#### Source:
[BEGIN]

Lincoln, Nebraska: Lancaster Event Center another nice facility was presented again by the Area 6 board member, Lewella T. This facility has been doing some major updates…new barns, concrete isle-ways etc. was told they wanted us…was willing to work on the cost but don’t know what cost was…only negative comments I heard were that some of the stalls were zip stalls…can’t comment one way or the other as I haven’t been to that facility. Someone else more familiar about the stall situation can comment. Could possibly be a facility to use in the future if others don’t work out.

Cloverdale: The BOD had the past and current contract on that facility so knew what they were facing there.

Ardmore: Kind of like the Best Kept Secret....even from those of us who lived in and around the State of Oklahoma most of our life. Even I have not been there. Area V director Belinda B. and Area 1 director Lea D. presented the Ardmore Oklahoma facility. They handed out a booklet in which Lea put together to all of the BOD (my parents received a copy too), along with a copy of letters that they received, the figures I did for the BOD on the number of ponies and what states they came from and the financial statics of what that facility offered. I will get to see first hand this facility since our National Area V Show is being held there June 26, 27, 28, and 2009.

[END]

#### Set tasks:
[a] Set down the facility notes from "Lincoln, Nebraska: Lancaster" through "don’t work out.".
[b] In the records, rewrite the stretch from the line containing "task: outline the white flower cluster" through the line containing "265L337 367L424 309L340" as a JSON list of strings, one string per line, omitting blank lines.

Items from a data source:

[BEGIN]

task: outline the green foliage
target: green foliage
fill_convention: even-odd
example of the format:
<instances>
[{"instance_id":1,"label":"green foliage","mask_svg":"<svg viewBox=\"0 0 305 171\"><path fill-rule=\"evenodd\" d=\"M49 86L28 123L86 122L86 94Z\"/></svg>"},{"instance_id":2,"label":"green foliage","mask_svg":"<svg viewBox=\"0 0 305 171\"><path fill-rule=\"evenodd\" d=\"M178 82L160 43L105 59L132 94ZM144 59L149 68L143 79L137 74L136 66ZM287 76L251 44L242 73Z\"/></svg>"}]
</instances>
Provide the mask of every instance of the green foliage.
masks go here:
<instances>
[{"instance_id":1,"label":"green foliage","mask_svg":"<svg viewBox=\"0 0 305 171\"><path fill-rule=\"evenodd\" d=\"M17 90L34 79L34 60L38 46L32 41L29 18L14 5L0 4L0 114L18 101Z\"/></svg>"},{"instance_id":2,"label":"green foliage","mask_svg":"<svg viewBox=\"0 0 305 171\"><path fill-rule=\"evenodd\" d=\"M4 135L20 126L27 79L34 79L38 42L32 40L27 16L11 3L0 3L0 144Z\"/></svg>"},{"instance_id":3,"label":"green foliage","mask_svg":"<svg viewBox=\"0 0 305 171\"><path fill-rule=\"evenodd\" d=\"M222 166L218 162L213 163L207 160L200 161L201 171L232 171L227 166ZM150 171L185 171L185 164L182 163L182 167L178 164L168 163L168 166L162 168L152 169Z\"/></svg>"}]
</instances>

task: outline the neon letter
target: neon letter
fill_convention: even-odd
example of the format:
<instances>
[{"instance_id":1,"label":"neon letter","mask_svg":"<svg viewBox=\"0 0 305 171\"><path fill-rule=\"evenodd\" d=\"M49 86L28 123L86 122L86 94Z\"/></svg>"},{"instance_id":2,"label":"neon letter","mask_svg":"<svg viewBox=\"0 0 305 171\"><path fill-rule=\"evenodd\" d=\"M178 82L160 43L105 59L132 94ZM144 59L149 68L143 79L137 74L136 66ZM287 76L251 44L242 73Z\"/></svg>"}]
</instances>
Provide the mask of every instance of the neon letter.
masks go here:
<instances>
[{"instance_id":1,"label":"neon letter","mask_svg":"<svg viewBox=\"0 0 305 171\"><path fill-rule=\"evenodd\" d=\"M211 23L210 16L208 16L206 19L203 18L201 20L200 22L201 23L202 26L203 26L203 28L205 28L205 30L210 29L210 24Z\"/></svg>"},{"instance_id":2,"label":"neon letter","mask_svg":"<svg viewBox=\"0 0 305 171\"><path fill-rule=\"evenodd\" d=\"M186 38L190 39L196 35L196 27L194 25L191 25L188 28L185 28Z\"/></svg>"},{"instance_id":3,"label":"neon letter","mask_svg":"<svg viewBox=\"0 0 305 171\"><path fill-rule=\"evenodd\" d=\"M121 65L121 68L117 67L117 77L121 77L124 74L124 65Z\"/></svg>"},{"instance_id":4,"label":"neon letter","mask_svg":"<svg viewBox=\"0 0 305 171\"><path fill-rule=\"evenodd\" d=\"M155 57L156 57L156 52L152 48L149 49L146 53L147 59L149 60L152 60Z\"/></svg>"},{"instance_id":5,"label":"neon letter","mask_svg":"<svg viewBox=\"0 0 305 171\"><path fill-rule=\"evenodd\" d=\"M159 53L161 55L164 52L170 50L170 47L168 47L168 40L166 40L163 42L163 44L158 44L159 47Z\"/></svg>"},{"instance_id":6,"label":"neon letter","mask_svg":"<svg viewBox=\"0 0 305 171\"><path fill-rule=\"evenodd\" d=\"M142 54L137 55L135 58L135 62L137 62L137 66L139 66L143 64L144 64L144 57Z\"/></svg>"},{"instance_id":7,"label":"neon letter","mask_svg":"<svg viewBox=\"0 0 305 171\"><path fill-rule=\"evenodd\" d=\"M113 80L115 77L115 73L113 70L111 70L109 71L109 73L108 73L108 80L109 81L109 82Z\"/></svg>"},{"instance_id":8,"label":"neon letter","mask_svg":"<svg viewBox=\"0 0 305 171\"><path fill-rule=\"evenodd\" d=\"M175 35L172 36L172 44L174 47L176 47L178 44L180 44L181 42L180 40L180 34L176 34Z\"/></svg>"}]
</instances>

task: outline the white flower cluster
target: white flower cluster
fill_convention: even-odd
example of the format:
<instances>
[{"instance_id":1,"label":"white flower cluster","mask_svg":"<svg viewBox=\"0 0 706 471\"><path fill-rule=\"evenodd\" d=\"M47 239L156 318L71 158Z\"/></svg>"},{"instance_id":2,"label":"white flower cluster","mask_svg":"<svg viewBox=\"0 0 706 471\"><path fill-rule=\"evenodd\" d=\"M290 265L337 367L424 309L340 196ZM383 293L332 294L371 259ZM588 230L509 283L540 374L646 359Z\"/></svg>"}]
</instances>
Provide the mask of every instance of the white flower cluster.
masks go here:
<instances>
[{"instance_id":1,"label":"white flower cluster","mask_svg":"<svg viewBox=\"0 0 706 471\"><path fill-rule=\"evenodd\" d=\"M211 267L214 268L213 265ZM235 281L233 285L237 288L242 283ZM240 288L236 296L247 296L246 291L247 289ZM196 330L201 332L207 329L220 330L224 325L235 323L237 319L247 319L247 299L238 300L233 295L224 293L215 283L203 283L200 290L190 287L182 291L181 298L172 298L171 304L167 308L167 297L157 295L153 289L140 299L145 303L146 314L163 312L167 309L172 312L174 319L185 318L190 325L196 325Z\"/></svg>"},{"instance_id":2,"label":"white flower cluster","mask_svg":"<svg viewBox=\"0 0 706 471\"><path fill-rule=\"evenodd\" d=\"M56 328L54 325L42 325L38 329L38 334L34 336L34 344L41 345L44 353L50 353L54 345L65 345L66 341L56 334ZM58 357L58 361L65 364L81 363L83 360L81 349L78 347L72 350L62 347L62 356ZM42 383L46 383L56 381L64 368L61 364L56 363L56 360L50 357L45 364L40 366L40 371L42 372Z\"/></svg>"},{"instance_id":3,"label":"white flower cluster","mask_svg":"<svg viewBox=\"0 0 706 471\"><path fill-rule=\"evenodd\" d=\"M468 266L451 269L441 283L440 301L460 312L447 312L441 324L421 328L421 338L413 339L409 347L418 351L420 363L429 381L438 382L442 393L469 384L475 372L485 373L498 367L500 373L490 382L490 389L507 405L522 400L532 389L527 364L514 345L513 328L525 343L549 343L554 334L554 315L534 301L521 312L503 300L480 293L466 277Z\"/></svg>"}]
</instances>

[END]

#### Answers given:
[a]
Lincoln, Nebraska: Lancaster Event Center another nice facility was presented again by the Area 6 board member, Lewella T. This facility has been doing some major updates…new barns, concrete isle-ways etc. was told they wanted us…was willing to work on the cost but don’t know what cost was…only negative comments I heard were that some of the stalls were zip stalls…can’t comment one way or the other as I haven’t been to that facility. Someone else more familiar about the stall situation can comment. Could possibly be a facility to use in the future if others don’t work out.

[b]
[
  "task: outline the white flower cluster",
  "target: white flower cluster",
  "fill_convention: even-odd",
  "example of the format:",
  "<instances>",
  "[{\"instance_id\":1,\"label\":\"white flower cluster\",\"mask_svg\":\"<svg viewBox=\\\"0 0 706 471\\\"><path fill-rule=\\\"evenodd\\\" d=\\\"M47 239L156 318L71 158Z\\\"/></svg>\"},{\"instance_id\":2,\"label\":\"white flower cluster\",\"mask_svg\":\"<svg viewBox=\\\"0 0 706 471\\\"><path fill-rule=\\\"evenodd\\\" d=\\\"M290 265L337 367L424 309L340 196ZM383 293L332 294L371 259ZM588 230L509 283L540 374L646 359Z\\\"/></svg>\"}]"
]